◆ Consigne a
D'après l'article sur le Forum social européen, quel âge a Thierry Martin ?

Forum social européen - Thierry Martin (LCR) :
"On est des travailleurs paysans, pas des chefs d'entreprises !"
11/11/2003 - 16h53 (FR)

Thomas Quéguiner

 

A quelques heures du début du second Forum social européen qui se tient du 12 au 15 novembre 2003 en Ile-de-France, Thierry Martin, 44 ans, producteur laitier à Saint-Aubain-du-Thenney (Eure) et membre de la Ligue communiste révolutionnaire (LCR), nous raconte ses espérances d'alter-mondialiste au sein d'un parti trotskiste dont l'idéologie reste, aux yeux d'un grand nombre de personnes, plus prompte à soutenir l'ouvrier métallo que le petit propriétaire terrien.

- Terre-net : Pourquoi avoir choisi d'adhérer à la Ligue communiste révolutionnaire ?

◆ Consigne b
Indiquez combien de lignes des enregistrements contiennent le mot "snowy", en respectant la casse. Donnez uniquement le nombre.

◆ Entrées stockées du jeu de données
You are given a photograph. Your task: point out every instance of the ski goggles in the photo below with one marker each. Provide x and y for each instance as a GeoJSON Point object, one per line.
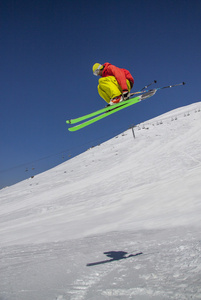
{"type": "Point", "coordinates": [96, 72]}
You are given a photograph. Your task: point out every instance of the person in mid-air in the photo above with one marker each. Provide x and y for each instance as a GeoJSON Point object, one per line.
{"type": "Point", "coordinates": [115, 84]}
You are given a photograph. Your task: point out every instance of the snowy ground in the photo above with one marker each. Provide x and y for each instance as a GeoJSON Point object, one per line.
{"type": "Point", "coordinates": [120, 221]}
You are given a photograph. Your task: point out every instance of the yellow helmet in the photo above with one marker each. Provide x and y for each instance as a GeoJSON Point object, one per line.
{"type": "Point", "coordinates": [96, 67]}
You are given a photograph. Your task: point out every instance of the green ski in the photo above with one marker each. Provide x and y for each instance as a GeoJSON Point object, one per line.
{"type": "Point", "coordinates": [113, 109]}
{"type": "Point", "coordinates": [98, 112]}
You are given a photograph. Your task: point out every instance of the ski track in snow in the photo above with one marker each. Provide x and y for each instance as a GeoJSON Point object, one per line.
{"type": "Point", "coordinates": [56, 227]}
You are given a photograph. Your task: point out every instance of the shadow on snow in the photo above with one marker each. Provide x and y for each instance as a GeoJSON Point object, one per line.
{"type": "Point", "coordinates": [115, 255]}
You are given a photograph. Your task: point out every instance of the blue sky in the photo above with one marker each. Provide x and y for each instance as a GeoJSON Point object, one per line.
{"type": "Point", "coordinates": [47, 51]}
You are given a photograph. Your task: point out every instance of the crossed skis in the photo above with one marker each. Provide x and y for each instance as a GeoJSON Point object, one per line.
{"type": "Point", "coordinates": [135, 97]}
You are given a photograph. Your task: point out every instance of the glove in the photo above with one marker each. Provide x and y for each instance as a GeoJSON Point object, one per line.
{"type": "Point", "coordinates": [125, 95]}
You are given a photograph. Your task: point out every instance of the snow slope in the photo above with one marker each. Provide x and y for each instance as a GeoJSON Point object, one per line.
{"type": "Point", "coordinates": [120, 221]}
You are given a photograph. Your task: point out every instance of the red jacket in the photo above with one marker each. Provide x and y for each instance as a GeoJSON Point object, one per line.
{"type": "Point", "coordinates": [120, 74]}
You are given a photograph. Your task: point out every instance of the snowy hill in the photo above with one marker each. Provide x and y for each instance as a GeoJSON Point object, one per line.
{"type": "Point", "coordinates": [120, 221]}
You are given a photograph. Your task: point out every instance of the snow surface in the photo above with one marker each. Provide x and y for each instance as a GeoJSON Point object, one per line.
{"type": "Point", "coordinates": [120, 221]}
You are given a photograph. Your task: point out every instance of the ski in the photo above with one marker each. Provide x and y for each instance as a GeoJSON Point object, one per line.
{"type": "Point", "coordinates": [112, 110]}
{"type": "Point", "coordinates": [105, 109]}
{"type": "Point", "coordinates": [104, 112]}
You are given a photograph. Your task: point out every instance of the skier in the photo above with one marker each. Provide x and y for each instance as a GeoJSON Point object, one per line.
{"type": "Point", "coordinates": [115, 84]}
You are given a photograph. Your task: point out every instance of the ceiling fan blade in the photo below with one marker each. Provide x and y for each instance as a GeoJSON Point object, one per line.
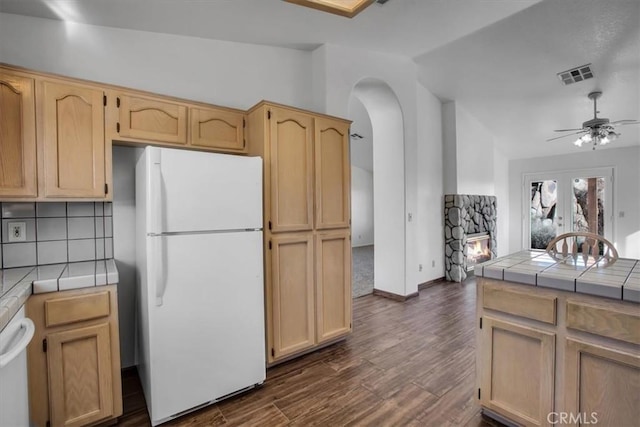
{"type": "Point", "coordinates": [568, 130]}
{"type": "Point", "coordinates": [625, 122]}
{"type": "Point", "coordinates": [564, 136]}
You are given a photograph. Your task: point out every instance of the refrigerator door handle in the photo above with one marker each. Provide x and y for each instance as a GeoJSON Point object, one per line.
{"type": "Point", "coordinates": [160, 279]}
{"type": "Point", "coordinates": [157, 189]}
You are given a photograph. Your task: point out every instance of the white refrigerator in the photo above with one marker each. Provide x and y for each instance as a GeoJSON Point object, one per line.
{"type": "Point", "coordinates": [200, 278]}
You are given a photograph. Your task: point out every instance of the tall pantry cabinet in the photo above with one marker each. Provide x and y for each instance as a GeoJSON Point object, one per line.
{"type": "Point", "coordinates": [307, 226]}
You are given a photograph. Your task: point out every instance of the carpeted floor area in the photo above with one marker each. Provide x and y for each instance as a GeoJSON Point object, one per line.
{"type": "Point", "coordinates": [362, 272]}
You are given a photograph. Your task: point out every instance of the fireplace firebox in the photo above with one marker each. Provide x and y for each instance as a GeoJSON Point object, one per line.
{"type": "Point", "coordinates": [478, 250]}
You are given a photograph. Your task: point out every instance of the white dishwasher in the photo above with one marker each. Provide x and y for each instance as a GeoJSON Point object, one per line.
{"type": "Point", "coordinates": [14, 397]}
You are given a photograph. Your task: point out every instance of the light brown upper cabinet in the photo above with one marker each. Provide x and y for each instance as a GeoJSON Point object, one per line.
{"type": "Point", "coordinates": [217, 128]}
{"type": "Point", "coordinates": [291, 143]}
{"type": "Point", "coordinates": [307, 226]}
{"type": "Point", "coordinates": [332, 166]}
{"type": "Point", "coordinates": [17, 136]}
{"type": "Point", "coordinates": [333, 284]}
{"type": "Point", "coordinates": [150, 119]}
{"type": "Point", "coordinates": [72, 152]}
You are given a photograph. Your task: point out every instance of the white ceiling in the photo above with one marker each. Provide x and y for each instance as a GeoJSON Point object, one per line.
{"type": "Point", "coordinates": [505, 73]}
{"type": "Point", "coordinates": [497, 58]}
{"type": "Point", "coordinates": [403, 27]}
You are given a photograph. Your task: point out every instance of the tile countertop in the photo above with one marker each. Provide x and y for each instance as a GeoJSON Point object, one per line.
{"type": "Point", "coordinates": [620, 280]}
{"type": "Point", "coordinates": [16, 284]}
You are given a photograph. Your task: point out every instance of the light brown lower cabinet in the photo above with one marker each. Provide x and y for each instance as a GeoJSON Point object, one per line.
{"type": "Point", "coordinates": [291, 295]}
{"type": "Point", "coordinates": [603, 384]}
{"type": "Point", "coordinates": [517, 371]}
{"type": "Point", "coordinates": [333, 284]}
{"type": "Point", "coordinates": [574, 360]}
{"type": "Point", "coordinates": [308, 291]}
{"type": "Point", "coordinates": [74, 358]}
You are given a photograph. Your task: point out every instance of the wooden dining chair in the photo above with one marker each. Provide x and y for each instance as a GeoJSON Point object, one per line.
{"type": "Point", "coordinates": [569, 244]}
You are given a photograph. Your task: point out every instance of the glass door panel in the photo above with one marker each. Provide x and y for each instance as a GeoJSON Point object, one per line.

◆ Résultat obtenu a
Il a 44 ans.

◆ Résultat obtenu b
2